▸ **What the exercise asks**:
Please locate each line in the listing below that contains the string "blurred" and copy those lines out.

Excerpts from a point labeling dataset:
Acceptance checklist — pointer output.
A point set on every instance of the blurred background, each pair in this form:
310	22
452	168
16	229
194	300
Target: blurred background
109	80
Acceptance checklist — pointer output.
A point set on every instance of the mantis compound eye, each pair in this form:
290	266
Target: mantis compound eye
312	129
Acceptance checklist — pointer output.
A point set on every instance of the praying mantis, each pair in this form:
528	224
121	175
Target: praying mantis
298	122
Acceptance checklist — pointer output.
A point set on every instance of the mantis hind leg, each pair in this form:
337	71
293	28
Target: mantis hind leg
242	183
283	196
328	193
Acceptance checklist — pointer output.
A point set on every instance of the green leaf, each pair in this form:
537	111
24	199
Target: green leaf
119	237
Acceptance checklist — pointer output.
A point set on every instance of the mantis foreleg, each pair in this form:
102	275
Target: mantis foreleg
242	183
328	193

...

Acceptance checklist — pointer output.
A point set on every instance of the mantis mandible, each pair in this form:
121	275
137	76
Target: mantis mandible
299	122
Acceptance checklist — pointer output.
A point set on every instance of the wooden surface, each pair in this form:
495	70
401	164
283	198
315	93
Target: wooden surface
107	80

▸ **Task answer**:
A point set on every instance of the blurred background, each pair in this form:
Target: blurred background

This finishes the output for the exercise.